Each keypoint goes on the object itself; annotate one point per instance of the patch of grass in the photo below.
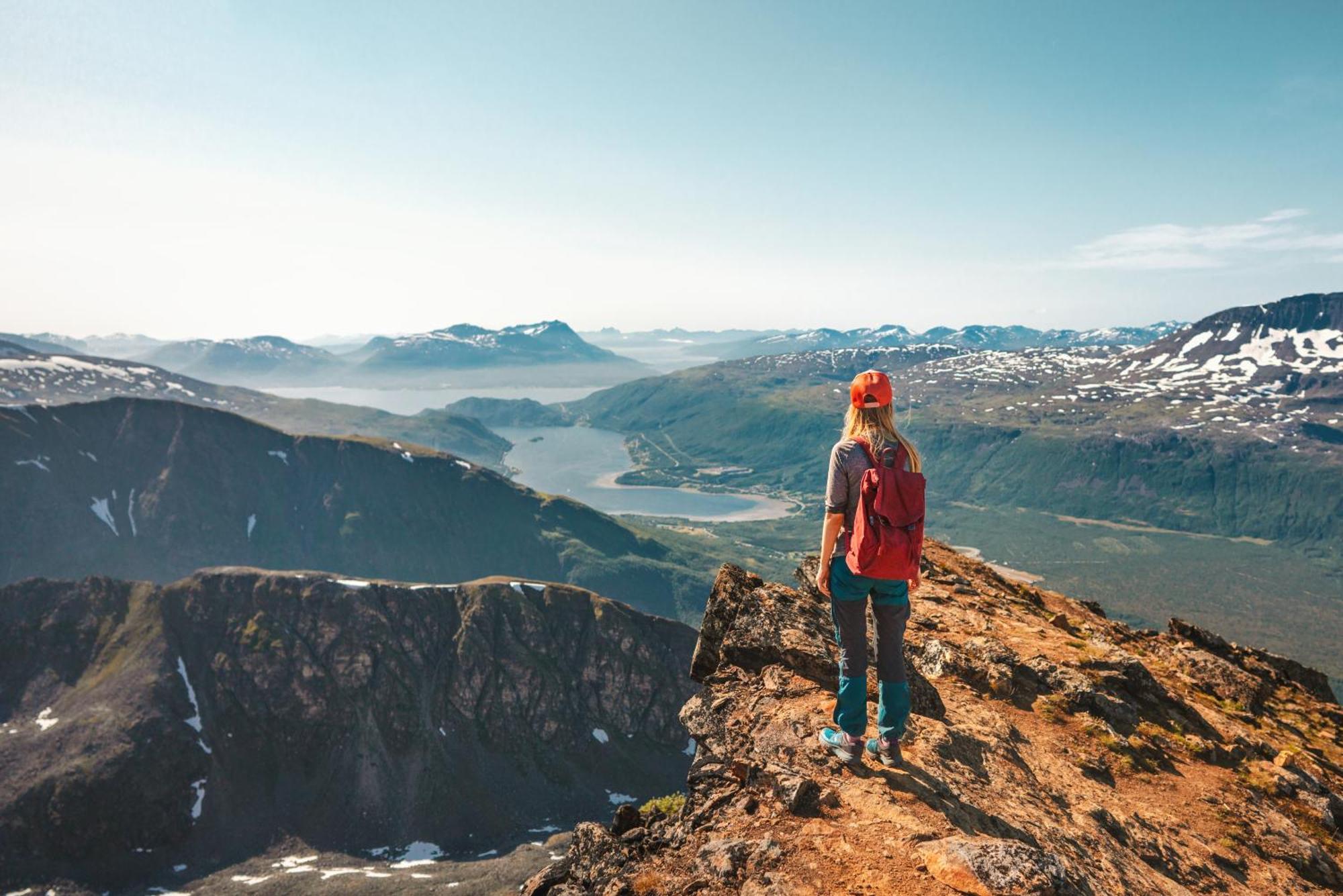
(648, 883)
(668, 805)
(1052, 707)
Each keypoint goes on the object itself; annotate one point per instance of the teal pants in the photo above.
(890, 612)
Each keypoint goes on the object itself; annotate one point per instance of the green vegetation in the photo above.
(668, 805)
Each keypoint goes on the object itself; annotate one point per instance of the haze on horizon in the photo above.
(222, 169)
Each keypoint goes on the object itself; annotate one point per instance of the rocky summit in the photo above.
(1052, 752)
(159, 734)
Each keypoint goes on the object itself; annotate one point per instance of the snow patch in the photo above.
(103, 510)
(199, 787)
(295, 862)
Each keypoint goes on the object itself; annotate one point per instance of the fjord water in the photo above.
(582, 463)
(410, 401)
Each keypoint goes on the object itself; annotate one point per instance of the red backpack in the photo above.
(887, 538)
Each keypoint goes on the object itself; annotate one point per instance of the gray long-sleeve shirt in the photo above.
(848, 463)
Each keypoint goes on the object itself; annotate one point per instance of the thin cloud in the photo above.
(1160, 247)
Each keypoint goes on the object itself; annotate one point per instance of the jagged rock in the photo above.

================================

Task » Reproduce verbatim the lines from the one containing "vegetation in the photo above." through the one containing "(1160, 247)", both included.

Complete response »
Each keypoint goes on the object itself; annotate one point per instance of the green vegetation in the photo above.
(668, 805)
Each keypoint goes on the object itself; annotate one point per instance of the haze on horizon in the photo above.
(222, 169)
Each keypoint goes on the object itself; annotate one point per instance of the rocky summit in the photo above.
(1052, 752)
(159, 734)
Each keypoint goes on the object itself; annotate one point per instance of the snow patch in the photo above.
(103, 510)
(199, 787)
(295, 862)
Each keypoint goes on the object itself; annotate one point per instance of the fjord water in the photo above.
(582, 463)
(410, 401)
Each keypoint goes on the object itself; annotate one point per instance of the red backpack in the photo above.
(887, 538)
Each keypoint goes on the object itself; annotate one point per instance of the gray long-sleeve shirt in the photo above.
(848, 463)
Each keypoint goes on the object itself; annotate one point per instance of the thin cloud in the photo above.
(1160, 247)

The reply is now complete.